SOLICITAÇÕES:
(a) Resuma em duas frases o texto sobre o Museu Mineiro.
(b) Transcreva do texto sobre o Museu Mineiro o trecho que vai de "Entre 1895 e" até "e objetos litúrgicos.", incluindo essas palavras.

O Museu Mineiro é uma importante instituição que abriga mais de dois mil e seiscentos objetos históricos e artísticos dos séculos XVII ao XX. Previsto na lei nº 126, de 11 de julho de 1895, teve sua criação determinada pela lei nº 528, de 20 de setembro de 1910,[6] mas sua instalação só se concretizou em 1982 com a integração de três coleções: “Coleção Arquivo Público Mineiro”, “Coleção Pinacoteca do Estado” e “Coleção Geraldo Parreiras”.[7]

Entre 1895 e 1900, foram reunidos objetos históricos, constituindo a “Coleção Arquivo Publico Mineiro”. A historiadora Letícia Julião[8] afirma que existem poucos documentos de registro, o que dificulta mapear sua origem e procedência. Em 1928, o Arquivo recebeu os primeiros quadros, dando origem a Pinacoteca Oficial do Estado. Segundo Julião, é provável que “o recolhimento de acervo tenha-se orientado, de maneira mais sistemática, para as obras de arte”[9], assim a concepção museológica de um museu enciclopédico aos poucos foi se transformando em uma proposta de museu histórico.

A “Pinacoteca do Estado” foi inaugurada em 2 de março de 1971 no Palácio da Liberdade. Reuniu algumas obras do acervo do Arquivo Publico Mineiro e de artistas contemporâneos. Em 1978, o Governo adquiriu a “Coleção Geraldo Parreiras”, composta por imagens sacras, oratórios e objetos litúrgicos.

Na década de 1980, o Instituto do Patrimônio Histórico e Artístico de Minas Gerais (IEPHA), assumiu o projeto do Museu. Com a colaboração de Afonso Ávila e a superintendente de museus Myrian Andrade Ribeiro de Oliveira, “foi elaborado o anteprojeto do Museu, definindo-o não mais como histórico, mas dedicado à cultura mineira”.[10]

O casarão, sede do Senado mineiro e posteriormente da Pagadoria do Estado de Minas, passou por restauração, foi tombado e destinado ao Museu Mineiro. Em 1982, inaugurou-se a primeira exposição permanente. Nas palavras do diretor executivo do IEPHA, Galileu Reis: “Completa-se assim uma visão sintética do panorama cultural e artístico de Nosso Estado, através de obras que ilustram o gênio criativo do povo nosso em diversos momentos de sua história”.[11]

Apesar dos esforços iniciais, poucos pesquisadores se interessaram pelo estudo do seu acervo. A proposta inicial é realizar alguns recortes de obras fundamentais para a História da Arte de Belo Horizonte que fazem parte do Museu e que ainda não foram estudadas. Neste primeiro texto, serão analisadas obras de artistas que estudaram na Academia Imperial de Belas Artes.

REGISTROS LISTADOS:
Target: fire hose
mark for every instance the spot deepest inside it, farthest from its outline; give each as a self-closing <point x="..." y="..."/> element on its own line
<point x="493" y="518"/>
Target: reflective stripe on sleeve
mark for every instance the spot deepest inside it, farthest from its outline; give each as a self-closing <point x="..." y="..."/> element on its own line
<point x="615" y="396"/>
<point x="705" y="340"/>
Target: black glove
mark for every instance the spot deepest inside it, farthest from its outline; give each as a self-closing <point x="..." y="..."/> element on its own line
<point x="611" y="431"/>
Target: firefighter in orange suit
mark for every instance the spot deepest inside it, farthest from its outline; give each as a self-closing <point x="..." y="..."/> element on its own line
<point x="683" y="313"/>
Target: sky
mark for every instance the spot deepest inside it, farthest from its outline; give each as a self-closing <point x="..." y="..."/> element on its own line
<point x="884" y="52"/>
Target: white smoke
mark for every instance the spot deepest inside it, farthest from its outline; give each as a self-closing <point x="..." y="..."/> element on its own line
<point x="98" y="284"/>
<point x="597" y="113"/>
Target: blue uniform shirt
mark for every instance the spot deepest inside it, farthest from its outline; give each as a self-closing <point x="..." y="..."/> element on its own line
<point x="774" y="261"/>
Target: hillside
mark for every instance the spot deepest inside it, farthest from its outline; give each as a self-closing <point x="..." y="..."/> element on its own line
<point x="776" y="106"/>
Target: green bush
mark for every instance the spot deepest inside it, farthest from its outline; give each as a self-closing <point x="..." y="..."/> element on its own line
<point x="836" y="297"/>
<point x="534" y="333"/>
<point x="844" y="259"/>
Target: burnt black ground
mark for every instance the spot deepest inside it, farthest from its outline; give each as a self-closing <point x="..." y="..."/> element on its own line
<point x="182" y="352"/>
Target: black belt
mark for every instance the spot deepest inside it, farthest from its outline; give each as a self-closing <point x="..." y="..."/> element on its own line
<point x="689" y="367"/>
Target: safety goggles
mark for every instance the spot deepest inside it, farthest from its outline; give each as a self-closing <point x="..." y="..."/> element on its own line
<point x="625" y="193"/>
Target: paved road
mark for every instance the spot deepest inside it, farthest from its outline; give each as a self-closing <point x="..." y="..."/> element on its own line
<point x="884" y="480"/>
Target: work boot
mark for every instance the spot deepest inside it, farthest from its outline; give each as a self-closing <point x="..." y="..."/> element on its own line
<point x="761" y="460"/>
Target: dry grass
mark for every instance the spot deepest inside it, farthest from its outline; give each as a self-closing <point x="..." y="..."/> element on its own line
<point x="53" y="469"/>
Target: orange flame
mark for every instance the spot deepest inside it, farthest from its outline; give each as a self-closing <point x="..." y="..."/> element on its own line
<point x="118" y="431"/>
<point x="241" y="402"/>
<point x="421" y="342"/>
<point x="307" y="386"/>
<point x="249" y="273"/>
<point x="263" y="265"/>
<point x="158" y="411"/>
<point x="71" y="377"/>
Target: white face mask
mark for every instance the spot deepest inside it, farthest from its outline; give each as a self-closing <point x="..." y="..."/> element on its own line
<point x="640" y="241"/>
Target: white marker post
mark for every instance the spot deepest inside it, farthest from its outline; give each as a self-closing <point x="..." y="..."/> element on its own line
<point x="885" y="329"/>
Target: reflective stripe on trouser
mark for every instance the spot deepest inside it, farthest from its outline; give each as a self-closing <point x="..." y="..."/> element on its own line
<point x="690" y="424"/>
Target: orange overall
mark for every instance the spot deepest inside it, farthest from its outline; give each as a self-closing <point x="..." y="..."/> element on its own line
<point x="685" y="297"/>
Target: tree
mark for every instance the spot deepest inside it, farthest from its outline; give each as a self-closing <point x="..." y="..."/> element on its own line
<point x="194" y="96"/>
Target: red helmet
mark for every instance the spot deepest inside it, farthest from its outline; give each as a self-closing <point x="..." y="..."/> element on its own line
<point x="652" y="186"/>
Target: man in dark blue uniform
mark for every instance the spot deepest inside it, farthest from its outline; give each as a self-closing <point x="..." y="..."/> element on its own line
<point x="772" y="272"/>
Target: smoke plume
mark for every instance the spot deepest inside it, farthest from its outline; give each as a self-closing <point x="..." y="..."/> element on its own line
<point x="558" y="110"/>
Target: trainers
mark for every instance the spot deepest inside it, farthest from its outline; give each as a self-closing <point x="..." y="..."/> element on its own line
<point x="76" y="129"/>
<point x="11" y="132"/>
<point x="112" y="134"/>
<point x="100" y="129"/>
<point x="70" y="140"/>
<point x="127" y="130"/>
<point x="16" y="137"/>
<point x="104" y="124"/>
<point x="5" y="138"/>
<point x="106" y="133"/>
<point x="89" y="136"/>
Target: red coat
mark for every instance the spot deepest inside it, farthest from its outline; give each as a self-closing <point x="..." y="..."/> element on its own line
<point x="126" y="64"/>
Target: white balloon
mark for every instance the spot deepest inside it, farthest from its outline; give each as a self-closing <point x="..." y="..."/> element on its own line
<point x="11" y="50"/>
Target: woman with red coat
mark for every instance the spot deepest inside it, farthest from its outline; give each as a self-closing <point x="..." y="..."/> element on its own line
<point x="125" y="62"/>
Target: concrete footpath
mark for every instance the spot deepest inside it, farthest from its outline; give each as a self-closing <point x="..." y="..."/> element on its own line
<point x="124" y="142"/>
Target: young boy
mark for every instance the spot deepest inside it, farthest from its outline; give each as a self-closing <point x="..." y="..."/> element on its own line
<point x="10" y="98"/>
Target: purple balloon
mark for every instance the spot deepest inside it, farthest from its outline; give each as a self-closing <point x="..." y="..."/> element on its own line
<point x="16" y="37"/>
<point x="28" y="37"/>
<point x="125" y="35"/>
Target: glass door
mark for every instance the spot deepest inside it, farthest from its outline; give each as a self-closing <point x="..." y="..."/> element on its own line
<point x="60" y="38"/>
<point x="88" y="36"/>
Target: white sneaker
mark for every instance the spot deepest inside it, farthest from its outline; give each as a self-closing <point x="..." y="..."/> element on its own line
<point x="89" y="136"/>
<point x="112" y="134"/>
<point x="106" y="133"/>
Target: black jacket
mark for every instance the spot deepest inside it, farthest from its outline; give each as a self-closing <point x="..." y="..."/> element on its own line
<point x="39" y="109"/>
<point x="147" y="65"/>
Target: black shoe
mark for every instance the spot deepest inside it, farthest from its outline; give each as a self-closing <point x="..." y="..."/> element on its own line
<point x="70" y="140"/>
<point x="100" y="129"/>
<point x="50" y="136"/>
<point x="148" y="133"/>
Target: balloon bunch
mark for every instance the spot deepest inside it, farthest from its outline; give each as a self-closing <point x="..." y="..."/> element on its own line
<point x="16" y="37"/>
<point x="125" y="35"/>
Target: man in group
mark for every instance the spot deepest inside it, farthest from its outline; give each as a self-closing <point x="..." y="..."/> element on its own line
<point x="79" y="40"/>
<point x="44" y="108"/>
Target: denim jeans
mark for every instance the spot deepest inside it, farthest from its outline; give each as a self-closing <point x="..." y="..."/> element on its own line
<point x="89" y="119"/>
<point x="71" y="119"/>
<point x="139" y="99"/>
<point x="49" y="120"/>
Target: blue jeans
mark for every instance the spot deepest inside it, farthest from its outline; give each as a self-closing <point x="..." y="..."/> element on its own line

RESPOSTAS A SEGUIR:
(a) O Museu Mineiro foi previsto por lei em 1895 e teve sua criação determinada em 1910, mas só foi instalado em 1982, com a integração da Coleção Arquivo Público Mineiro, da Coleção Pinacoteca do Estado e da Coleção Geraldo Parreiras. Como poucos pesquisadores se interessaram por seu acervo, propõe-se estudar obras fundamentais para a História da Arte de Belo Horizonte, analisando primeiro obras de artistas que estudaram na Academia Imperial de Belas Artes.

(b)
Entre 1895 e 1900, foram reunidos objetos históricos, constituindo a “Coleção Arquivo Publico Mineiro”. A historiadora Letícia Julião[8] afirma que existem poucos documentos de registro, o que dificulta mapear sua origem e procedência. Em 1928, o Arquivo recebeu os primeiros quadros, dando origem a Pinacoteca Oficial do Estado. Segundo Julião, é provável que “o recolhimento de acervo tenha-se orientado, de maneira mais sistemática, para as obras de arte”[9], assim a concepção museológica de um museu enciclopédico aos poucos foi se transformando em uma proposta de museu histórico.

A “Pinacoteca do Estado” foi inaugurada em 2 de março de 1971 no Palácio da Liberdade. Reuniu algumas obras do acervo do Arquivo Publico Mineiro e de artistas contemporâneos. Em 1978, o Governo adquiriu a “Coleção Geraldo Parreiras”, composta por imagens sacras, oratórios e objetos litúrgicos.